Por favor, reescreva a parte do texto sobre Obama que começa nas palavras "E de facto, o" e termina depois de "do ser humano.", trocando "mescla" por "mistura".

Texto fornecido
- - - - - - -

Onde é que isto nos leva a Obama? Dizem os especialistas que Obama subiu ao poder através de 98% do voto dos afro-americanos, 68% por cento do voto hispânico e 63% dos votos dos asiáticos. Foi aliás, assim, que esta eleição se torna histórica, pois finalmente os americanos puderam ver em Obama alguém que carrega o fardo de ser estrangeiro num país onde todos são estrangeiros

E de facto, o que os Estados Unidos da América têm de único o facto de serem o fruto novo advindo do falhanço dos nacionalismos europeus. Os Estados Unidos são o país pós-moderno por excelência, onde não há uma identidade nativa natural propriamente dita mas sim uma mescla de culturas, não há uma identidade natural, mas sim, e sempre, uma identidade a ser construída socialmente por diferenciação individual. Os mais deslocados deste mundo, os emigrantes, os que são filhos de estangeiros em terra estrangeira, são, portanto, os que vivem mais agudamente a ambivalência universal do ser humano.

Reparem num pequeno bocado (exemplificativo) do discurso da vitória de Barack Obama:
"(Esta noite) Foi a resposta dada por jovens e velhos, ricos e pobres, Democratas e Republicanos, negros, brancos, latinos, asiáticos, homossexuais, heterossexuais, deficientes, americanos que enviaram a mensagem ao mundo de que não somos somente um conjunto de indivíduos ou um conjunto de estados vermelhos ou azuis. Nós somos, e sempre seremos, os Estados Unidos da América."

Deleuze dizia que os europeus têm um sentido inato da totalidade orgânica, ou da composição, mas eles precisam adquirir o sentido do fragmento, e apenas o podem fazer através de uma reflexão trágica ou de uma experiência do desastre. Os americanos, pelo contrário, têm um sentido natural do fragmento, e que aquilo que precisam de conquistar é o sentimento da totalidade, da bela composição. (...) Neste ponto de vista, o mim dos anglo-saxónicos, sempre rebentado, fragmentário, relativo, opõe-se ao Eu substancial, total e solipsista dos europeus.

Deleuze diz-nos isto num ensaio sobre Walt Whitman. Este poeta foi o primeiro americano talvez, a sonhar o sonho que Obama tenta agora concretizar, dos Estados Unidos como uma totalidade de fragmentos. Deleuze diz que Whitman introduz previamente a ideia de Todo, invocando um cosmos que nos convida à fusão; numa meditação particularmente convulsiva, diz-se hegeliano, afirma que apenas a América "realiza" Hegel, e institui os direitos primeiros de uma totalidade orgânica.

- - - - - - -

Dados fornecidos
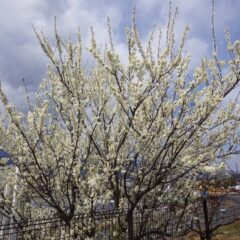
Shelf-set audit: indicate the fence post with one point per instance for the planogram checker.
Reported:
(205, 212)
(130, 224)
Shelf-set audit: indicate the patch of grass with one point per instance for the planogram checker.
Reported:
(230, 232)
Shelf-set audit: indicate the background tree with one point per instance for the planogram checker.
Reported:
(133, 133)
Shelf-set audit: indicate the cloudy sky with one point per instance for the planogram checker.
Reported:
(21, 56)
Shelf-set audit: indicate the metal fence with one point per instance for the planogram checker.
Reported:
(149, 224)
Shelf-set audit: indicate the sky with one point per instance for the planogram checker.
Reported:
(21, 56)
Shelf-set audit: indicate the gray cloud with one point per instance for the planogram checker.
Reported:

- - - - - - -

Resposta ao exercício
E de facto, o que os Estados Unidos da América têm de único o facto de serem o fruto novo advindo do falhanço dos nacionalismos europeus. Os Estados Unidos são o país pós-moderno por excelência, onde não há uma identidade nativa natural propriamente dita mas sim uma mistura de culturas, não há uma identidade natural, mas sim, e sempre, uma identidade a ser construída socialmente por diferenciação individual. Os mais deslocados deste mundo, os emigrantes, os que são filhos de estangeiros em terra estrangeira, são, portanto, os que vivem mais agudamente a ambivalência universal do ser humano.